THE PROBLEM: Report each line in the entries below that contains the string "anise", copying every matching line in full.

# START OF MATERIAL FOR THIS TASK

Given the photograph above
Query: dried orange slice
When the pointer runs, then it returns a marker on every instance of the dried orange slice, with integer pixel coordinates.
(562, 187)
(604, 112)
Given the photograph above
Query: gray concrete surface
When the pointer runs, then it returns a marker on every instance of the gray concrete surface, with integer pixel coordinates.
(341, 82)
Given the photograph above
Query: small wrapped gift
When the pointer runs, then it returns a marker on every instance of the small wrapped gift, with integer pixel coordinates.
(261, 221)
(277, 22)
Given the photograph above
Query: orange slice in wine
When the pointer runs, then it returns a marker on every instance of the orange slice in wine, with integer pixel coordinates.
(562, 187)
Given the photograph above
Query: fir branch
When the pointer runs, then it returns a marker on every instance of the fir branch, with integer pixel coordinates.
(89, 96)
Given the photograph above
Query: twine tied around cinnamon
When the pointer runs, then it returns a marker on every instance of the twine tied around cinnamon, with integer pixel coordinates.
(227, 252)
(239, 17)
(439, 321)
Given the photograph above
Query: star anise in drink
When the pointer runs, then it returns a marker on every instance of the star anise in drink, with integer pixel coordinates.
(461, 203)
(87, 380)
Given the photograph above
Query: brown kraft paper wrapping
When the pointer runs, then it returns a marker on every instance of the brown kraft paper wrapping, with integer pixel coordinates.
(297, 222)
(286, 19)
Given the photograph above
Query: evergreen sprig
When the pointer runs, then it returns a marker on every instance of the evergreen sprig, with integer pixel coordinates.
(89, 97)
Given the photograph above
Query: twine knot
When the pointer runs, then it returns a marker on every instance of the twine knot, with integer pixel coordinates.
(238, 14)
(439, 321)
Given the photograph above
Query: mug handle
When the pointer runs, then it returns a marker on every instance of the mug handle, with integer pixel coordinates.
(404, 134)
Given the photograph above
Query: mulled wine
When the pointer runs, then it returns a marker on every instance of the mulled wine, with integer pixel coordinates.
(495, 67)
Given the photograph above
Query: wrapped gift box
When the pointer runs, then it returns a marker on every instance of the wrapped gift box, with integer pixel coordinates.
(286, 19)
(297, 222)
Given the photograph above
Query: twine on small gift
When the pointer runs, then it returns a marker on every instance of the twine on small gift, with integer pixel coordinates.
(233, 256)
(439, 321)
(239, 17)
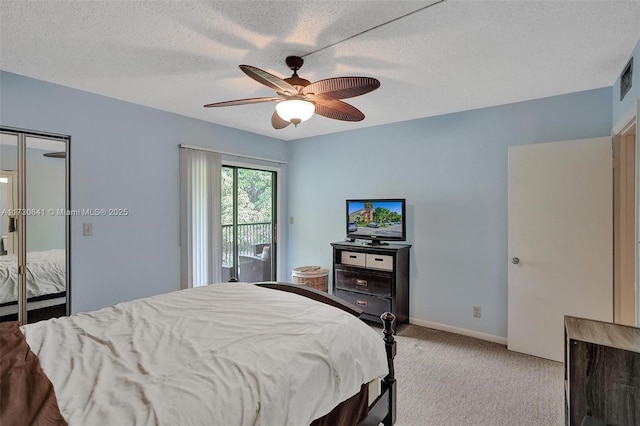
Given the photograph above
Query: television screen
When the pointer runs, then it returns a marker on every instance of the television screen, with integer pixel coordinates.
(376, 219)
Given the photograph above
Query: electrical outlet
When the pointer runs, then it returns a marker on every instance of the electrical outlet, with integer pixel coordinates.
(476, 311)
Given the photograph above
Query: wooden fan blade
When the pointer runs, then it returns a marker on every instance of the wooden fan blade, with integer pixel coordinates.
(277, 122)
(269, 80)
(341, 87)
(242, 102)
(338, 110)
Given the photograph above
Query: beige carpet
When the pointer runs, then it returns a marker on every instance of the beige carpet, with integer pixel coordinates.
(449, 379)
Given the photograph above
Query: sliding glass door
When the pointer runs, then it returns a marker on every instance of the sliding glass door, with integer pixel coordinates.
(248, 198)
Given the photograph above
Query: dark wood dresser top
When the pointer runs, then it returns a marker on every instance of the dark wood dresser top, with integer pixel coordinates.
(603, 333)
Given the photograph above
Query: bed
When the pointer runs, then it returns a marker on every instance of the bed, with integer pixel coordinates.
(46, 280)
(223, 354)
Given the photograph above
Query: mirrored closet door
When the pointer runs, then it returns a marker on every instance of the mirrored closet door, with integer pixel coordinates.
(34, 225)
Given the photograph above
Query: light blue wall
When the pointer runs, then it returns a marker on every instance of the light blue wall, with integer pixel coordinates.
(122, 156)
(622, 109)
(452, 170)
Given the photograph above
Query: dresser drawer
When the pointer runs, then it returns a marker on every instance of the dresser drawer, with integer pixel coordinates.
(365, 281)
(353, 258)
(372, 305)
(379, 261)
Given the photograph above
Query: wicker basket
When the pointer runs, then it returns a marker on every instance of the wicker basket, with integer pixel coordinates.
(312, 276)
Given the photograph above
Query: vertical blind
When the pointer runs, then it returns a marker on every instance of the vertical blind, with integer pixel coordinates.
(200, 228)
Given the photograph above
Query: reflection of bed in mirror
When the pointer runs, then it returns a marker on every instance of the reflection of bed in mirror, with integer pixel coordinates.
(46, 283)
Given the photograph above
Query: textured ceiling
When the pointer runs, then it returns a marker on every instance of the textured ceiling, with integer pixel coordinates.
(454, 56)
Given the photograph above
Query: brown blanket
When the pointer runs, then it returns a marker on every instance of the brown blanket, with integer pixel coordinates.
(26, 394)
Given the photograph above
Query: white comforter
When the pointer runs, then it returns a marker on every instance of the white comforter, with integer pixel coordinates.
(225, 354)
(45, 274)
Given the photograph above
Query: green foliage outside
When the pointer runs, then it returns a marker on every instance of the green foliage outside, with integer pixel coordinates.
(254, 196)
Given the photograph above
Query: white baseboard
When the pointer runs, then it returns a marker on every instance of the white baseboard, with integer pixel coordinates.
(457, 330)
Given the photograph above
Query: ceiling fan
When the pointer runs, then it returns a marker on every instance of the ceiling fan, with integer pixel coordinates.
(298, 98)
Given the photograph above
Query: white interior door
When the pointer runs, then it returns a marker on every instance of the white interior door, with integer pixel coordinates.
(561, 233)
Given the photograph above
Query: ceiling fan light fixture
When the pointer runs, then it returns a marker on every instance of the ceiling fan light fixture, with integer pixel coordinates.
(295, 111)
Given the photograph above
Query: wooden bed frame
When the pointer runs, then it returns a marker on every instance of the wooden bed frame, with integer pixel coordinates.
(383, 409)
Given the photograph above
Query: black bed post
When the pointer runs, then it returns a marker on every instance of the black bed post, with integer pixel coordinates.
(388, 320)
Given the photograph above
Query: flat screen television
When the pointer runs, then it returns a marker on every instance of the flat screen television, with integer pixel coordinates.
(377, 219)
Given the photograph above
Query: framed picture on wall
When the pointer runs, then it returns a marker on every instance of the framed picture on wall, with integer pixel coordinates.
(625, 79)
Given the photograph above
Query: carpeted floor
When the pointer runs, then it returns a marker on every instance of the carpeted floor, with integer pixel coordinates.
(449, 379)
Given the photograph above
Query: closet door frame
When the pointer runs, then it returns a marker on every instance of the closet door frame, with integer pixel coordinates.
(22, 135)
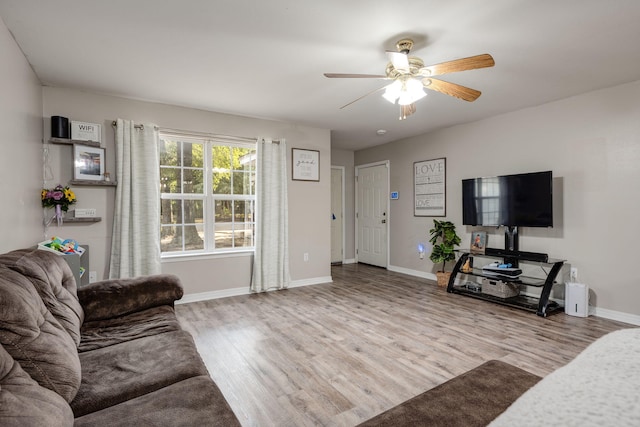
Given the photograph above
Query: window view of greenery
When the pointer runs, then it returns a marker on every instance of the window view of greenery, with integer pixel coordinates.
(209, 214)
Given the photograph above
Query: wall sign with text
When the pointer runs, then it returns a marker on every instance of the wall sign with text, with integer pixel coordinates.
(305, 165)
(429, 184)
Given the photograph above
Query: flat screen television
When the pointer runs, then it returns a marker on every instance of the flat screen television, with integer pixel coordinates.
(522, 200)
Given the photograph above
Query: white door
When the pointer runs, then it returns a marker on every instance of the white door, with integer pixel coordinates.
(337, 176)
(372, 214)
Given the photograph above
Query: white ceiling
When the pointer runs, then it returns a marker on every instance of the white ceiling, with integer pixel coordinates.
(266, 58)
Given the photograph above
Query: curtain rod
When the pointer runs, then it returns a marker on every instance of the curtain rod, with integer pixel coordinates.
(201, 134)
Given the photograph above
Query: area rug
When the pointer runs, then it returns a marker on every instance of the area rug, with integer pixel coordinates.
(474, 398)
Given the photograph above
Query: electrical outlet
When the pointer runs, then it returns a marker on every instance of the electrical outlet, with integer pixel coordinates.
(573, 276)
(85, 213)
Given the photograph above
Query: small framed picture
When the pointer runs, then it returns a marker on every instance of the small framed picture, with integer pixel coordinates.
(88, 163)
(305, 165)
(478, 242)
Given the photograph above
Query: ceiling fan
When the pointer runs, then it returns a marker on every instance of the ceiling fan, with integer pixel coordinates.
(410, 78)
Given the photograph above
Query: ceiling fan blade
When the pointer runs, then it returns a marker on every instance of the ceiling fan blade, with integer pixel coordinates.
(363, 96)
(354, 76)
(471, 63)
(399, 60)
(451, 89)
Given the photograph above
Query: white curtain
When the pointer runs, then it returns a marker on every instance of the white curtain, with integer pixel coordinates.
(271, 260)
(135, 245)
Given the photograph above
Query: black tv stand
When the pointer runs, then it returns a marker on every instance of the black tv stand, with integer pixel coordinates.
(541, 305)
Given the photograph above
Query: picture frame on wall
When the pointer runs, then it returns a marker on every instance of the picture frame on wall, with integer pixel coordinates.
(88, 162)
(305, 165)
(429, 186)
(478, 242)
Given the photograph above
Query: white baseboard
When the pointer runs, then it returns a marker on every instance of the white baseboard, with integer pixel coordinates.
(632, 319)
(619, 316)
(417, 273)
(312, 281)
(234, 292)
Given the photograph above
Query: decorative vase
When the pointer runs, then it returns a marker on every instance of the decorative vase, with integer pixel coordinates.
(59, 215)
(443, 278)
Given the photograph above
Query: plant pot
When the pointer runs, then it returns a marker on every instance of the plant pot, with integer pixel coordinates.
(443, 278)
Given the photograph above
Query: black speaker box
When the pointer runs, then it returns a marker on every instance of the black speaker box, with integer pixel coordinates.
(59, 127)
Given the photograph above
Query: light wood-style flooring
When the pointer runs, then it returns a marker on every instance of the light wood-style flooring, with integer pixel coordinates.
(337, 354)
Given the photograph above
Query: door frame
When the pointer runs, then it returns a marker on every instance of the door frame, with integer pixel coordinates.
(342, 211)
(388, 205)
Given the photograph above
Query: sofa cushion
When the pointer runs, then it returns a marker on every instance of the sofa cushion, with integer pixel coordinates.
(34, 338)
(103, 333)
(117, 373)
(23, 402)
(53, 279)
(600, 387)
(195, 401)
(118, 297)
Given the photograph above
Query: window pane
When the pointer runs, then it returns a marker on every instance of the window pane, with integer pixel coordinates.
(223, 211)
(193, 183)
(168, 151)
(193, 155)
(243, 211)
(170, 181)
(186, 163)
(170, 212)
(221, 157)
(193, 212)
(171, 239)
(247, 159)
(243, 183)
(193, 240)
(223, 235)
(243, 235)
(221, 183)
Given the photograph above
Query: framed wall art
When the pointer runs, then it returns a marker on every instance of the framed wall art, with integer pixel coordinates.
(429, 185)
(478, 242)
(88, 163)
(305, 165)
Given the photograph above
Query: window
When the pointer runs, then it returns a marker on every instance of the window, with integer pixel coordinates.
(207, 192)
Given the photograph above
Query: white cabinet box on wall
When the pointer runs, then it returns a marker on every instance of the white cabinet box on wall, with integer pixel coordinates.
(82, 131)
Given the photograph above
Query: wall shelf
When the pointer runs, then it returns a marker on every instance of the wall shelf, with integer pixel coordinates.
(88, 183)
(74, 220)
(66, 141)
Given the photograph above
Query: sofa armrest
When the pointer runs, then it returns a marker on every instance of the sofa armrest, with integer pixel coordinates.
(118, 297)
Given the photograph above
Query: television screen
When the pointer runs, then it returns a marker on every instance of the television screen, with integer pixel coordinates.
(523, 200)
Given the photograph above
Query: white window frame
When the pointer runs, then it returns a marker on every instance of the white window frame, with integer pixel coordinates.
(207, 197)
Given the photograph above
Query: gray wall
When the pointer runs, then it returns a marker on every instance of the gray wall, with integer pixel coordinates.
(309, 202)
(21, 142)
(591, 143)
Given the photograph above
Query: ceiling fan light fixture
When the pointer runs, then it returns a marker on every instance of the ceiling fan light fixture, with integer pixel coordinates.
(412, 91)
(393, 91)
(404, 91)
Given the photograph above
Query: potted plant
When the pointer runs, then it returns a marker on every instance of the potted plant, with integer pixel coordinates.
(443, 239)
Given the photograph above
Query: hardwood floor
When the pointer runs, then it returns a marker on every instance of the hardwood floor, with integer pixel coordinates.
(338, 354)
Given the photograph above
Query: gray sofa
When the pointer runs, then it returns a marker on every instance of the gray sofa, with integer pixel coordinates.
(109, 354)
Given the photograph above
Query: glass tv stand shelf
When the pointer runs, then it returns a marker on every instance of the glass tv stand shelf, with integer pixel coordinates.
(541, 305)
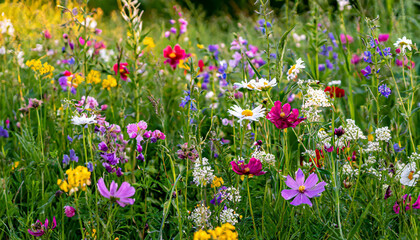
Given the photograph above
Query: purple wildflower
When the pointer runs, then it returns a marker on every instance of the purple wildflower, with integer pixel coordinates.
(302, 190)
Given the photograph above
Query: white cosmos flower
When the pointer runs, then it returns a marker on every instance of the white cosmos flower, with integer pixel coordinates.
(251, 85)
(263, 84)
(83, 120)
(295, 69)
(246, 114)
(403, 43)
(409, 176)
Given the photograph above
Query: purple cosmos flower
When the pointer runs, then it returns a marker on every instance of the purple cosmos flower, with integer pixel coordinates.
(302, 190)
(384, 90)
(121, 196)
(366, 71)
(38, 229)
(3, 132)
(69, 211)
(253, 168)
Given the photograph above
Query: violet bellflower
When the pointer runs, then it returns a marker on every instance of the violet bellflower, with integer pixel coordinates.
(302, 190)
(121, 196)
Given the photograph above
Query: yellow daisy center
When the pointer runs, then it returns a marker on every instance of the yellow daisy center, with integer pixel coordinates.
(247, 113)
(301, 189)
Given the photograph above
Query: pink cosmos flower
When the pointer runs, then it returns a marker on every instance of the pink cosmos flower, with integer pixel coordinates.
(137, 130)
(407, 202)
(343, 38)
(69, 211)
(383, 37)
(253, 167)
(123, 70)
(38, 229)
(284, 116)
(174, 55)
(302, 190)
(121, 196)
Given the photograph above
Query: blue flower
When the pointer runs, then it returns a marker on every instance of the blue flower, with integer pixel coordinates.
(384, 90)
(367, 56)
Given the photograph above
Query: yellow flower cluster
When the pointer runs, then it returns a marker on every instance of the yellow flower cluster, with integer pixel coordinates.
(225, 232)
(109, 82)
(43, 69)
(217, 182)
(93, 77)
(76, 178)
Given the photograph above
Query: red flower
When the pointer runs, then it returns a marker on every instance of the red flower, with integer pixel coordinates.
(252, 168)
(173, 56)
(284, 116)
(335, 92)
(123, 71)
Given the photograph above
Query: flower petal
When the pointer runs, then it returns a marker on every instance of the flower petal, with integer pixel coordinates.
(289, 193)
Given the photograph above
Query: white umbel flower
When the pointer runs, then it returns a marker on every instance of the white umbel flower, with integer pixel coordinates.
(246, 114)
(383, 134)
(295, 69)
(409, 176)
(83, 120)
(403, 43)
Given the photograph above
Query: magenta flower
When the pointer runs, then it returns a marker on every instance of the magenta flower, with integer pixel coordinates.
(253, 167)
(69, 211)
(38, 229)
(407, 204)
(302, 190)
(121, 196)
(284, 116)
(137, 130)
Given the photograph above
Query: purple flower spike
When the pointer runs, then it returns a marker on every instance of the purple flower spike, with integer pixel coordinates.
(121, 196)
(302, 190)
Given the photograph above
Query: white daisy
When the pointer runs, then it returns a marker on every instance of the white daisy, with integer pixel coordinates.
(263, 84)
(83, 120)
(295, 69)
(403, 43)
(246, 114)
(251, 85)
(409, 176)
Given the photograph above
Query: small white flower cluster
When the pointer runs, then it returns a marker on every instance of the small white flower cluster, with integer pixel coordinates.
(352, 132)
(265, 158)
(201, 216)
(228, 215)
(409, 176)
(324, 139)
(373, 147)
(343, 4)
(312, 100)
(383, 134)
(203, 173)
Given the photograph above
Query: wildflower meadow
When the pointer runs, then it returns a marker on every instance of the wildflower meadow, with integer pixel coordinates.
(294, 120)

# END OF MATERIAL FOR THIS TASK

TASK RESULT:
Query: star anise in drink
When the pointer runs, then it returns a marker on every instance of the star anise in drink, with integer pixel coordinates.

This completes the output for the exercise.